Page text.
Taking a cross-disciplinary approach to international human rights law that combines public health, legal, political and social theory, this thesis analyses the right of access to healthcare and the ways in which commercialization has limited this human right. In doing so, the study develops a critique of the interpretation human rights bodies have adopted of this human right under the International Covenant on Economic, Social and Cultural Rights. At the same time, the thesis explores new ways of envisioning this human right.
Contemporary narratives of social rights centre on individual rights. In the case of the right to health, these consist of legal entitlements to a minimum provision of a medical treatment, which can be made justiciable in courts of law. The study, however, argues that what most strikingly hinders the right to health is not lack of this type of justiciability, but the failure to tackle the for-profit provision of healthcare, which leads to unequal access on grounds of wealth or social privilege. Therefore, putting civil and political rights on an equal foot with economic, social and cultural rights requires adopting a stand against the commercialization of healthcare.

Dataset content.
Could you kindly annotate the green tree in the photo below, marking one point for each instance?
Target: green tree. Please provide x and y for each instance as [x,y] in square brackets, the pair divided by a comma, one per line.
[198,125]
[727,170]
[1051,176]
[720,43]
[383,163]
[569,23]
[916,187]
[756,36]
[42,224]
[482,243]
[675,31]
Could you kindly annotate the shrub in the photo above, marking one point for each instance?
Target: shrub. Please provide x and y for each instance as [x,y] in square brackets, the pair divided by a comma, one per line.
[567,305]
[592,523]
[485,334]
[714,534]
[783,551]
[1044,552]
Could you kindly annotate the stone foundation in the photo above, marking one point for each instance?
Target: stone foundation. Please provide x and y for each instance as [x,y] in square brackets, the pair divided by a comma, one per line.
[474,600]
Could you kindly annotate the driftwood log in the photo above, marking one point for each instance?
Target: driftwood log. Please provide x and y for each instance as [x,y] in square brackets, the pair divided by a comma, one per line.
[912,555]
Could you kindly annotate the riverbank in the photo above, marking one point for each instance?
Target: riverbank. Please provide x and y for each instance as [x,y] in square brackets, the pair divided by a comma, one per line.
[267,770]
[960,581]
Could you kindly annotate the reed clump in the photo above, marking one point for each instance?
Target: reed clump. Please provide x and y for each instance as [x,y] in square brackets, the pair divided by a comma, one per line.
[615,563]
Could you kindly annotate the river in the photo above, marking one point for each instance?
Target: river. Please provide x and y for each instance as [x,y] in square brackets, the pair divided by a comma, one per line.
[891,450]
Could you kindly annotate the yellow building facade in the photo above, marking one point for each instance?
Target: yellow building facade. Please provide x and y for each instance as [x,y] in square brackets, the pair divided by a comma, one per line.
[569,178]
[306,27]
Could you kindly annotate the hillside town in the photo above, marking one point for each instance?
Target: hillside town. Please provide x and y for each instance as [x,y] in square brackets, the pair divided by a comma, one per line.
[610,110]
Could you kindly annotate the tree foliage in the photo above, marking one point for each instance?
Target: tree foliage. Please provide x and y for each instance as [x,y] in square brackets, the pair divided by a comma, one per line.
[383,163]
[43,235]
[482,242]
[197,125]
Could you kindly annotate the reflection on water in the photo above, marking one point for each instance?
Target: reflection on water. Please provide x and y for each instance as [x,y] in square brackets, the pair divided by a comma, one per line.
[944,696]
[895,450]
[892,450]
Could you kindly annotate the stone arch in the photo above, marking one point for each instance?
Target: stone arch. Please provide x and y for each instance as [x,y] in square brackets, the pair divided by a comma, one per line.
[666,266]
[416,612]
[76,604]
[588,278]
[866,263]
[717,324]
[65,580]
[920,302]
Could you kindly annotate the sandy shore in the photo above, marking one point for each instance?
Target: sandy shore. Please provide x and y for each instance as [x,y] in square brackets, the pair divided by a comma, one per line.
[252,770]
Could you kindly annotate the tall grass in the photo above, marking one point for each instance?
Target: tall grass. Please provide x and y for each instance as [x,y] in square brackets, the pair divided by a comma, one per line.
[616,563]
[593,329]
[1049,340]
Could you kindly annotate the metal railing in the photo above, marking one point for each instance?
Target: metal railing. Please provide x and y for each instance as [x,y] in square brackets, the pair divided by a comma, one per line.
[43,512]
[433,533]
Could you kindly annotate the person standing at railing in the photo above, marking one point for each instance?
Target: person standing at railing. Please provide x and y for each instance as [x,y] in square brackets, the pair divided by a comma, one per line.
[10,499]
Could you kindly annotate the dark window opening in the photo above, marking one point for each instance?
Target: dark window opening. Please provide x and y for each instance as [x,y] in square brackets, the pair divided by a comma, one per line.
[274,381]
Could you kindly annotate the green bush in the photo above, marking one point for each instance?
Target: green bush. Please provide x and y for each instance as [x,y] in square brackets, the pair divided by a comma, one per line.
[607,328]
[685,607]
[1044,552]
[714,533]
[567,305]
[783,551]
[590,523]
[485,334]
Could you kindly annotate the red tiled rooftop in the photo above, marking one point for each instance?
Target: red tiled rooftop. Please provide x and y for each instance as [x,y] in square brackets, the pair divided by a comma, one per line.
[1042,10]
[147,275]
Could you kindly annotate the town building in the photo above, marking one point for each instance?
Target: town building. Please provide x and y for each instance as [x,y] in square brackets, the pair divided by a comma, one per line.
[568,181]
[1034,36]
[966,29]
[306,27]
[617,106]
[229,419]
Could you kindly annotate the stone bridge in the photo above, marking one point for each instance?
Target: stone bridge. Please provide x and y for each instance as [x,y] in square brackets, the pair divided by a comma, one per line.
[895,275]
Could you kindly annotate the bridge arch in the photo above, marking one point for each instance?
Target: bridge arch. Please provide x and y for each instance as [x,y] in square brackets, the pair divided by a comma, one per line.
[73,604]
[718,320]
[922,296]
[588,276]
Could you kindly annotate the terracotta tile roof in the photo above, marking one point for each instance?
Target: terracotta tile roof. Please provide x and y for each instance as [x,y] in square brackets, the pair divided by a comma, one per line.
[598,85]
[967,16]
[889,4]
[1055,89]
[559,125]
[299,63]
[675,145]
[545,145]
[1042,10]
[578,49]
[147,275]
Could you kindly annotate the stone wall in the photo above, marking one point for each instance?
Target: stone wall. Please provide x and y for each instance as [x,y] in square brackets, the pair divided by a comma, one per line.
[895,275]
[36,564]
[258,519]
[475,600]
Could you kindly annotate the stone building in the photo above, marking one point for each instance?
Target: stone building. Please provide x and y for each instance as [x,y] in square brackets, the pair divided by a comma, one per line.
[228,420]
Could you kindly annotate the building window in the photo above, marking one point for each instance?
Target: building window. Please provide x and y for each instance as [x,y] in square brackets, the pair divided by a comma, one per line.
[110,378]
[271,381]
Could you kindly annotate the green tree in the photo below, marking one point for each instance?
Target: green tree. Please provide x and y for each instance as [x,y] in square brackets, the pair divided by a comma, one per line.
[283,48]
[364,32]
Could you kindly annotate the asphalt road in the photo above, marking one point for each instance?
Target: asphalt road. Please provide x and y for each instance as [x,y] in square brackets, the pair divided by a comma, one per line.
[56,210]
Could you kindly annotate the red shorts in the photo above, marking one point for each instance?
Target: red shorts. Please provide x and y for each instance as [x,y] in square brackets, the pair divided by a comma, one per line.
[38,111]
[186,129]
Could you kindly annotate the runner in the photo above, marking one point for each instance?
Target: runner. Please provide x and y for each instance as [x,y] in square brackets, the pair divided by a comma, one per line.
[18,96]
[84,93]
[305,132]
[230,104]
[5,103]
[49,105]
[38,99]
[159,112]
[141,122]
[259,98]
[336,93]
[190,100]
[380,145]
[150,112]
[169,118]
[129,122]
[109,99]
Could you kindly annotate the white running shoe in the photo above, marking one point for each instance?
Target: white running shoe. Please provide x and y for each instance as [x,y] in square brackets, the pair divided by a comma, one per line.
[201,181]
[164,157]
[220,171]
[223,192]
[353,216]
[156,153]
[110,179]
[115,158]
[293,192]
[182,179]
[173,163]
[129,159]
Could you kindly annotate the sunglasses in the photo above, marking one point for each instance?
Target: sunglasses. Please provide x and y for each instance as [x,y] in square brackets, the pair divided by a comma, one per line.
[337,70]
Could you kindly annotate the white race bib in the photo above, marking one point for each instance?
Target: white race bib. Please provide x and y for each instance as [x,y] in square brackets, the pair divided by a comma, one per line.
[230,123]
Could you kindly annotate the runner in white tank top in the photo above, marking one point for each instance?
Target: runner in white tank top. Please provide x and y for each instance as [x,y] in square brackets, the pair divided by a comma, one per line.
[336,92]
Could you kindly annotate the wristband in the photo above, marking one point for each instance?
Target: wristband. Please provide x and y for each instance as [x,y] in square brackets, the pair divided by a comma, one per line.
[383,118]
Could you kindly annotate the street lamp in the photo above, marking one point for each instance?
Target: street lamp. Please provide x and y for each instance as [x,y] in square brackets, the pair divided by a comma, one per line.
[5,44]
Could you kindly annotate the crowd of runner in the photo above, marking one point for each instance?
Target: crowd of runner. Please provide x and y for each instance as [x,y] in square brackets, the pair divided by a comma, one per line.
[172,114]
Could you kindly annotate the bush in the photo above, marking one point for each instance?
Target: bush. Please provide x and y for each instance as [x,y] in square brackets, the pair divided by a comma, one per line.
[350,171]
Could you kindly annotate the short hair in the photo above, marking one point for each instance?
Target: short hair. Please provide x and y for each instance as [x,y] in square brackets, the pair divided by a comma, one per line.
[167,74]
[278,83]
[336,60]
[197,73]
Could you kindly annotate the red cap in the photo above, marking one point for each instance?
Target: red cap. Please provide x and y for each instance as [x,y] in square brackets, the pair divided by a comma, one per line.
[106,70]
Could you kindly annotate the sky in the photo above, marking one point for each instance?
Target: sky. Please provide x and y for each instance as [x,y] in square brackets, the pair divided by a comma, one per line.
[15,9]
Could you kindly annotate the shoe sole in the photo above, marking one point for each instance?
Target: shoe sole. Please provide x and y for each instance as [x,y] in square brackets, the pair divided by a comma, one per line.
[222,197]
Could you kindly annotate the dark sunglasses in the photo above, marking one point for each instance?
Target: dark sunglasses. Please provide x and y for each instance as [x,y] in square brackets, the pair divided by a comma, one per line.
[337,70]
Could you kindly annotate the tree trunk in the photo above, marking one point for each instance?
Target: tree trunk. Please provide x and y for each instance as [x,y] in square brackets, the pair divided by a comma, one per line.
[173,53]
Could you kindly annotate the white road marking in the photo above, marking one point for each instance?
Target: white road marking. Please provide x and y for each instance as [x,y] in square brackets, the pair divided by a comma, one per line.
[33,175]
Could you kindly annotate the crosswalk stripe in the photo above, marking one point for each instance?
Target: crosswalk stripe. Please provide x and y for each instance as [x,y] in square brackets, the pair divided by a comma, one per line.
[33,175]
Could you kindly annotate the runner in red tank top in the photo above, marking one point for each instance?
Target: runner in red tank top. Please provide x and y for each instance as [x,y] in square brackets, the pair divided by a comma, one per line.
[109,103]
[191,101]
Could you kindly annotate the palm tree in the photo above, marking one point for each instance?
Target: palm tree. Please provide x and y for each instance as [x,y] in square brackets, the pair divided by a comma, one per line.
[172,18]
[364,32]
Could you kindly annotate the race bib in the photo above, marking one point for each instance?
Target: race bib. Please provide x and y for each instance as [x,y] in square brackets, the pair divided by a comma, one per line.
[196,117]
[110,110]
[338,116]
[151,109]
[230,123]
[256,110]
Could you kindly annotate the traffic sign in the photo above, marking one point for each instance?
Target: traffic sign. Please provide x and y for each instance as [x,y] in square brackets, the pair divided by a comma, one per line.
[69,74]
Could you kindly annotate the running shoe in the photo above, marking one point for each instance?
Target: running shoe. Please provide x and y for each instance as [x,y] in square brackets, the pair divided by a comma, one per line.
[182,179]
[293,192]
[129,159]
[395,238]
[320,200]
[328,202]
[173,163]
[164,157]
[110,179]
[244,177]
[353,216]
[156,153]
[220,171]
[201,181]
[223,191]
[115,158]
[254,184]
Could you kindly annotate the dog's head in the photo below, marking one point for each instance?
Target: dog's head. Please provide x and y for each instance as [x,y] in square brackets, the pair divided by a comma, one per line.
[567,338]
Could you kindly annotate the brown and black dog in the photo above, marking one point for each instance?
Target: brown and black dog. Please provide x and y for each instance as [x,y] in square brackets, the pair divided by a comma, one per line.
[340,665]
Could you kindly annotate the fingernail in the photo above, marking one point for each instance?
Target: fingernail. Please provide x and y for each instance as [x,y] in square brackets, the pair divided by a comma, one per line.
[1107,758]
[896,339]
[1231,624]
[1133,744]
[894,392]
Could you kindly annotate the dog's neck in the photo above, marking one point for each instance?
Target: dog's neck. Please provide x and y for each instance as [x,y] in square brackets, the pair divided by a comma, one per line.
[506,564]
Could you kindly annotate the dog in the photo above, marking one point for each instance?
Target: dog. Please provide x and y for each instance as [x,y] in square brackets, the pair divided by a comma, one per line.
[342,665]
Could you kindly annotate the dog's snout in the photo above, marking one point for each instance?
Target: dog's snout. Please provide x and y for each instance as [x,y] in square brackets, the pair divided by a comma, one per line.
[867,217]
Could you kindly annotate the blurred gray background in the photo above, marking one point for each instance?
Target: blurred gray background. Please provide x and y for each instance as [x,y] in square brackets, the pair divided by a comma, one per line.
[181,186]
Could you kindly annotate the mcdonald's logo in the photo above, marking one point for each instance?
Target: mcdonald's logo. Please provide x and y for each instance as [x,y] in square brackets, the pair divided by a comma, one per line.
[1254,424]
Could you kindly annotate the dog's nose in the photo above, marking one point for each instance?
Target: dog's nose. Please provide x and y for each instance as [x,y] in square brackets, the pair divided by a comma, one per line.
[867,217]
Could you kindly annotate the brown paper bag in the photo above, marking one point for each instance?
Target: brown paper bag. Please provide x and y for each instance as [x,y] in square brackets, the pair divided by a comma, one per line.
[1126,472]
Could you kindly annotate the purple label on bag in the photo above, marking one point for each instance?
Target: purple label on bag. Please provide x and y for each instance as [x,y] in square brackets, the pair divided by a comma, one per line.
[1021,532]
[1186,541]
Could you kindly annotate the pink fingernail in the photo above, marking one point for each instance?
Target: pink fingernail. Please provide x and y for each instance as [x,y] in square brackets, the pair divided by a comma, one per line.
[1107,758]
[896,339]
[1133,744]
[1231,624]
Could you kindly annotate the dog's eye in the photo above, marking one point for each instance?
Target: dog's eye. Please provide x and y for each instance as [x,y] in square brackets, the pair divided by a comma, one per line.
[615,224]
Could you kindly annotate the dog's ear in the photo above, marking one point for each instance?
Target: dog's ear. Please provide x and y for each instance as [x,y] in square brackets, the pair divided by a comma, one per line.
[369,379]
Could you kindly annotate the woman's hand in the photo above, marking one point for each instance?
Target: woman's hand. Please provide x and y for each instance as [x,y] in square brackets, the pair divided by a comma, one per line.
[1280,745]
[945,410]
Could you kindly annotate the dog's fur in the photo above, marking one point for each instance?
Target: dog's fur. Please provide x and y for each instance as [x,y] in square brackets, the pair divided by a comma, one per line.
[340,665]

Assignment.
According to the text on the right of access to healthcare, what most strikingly hinders the right to health?

Finished task.
The failure to tackle the for-profit provision of healthcare.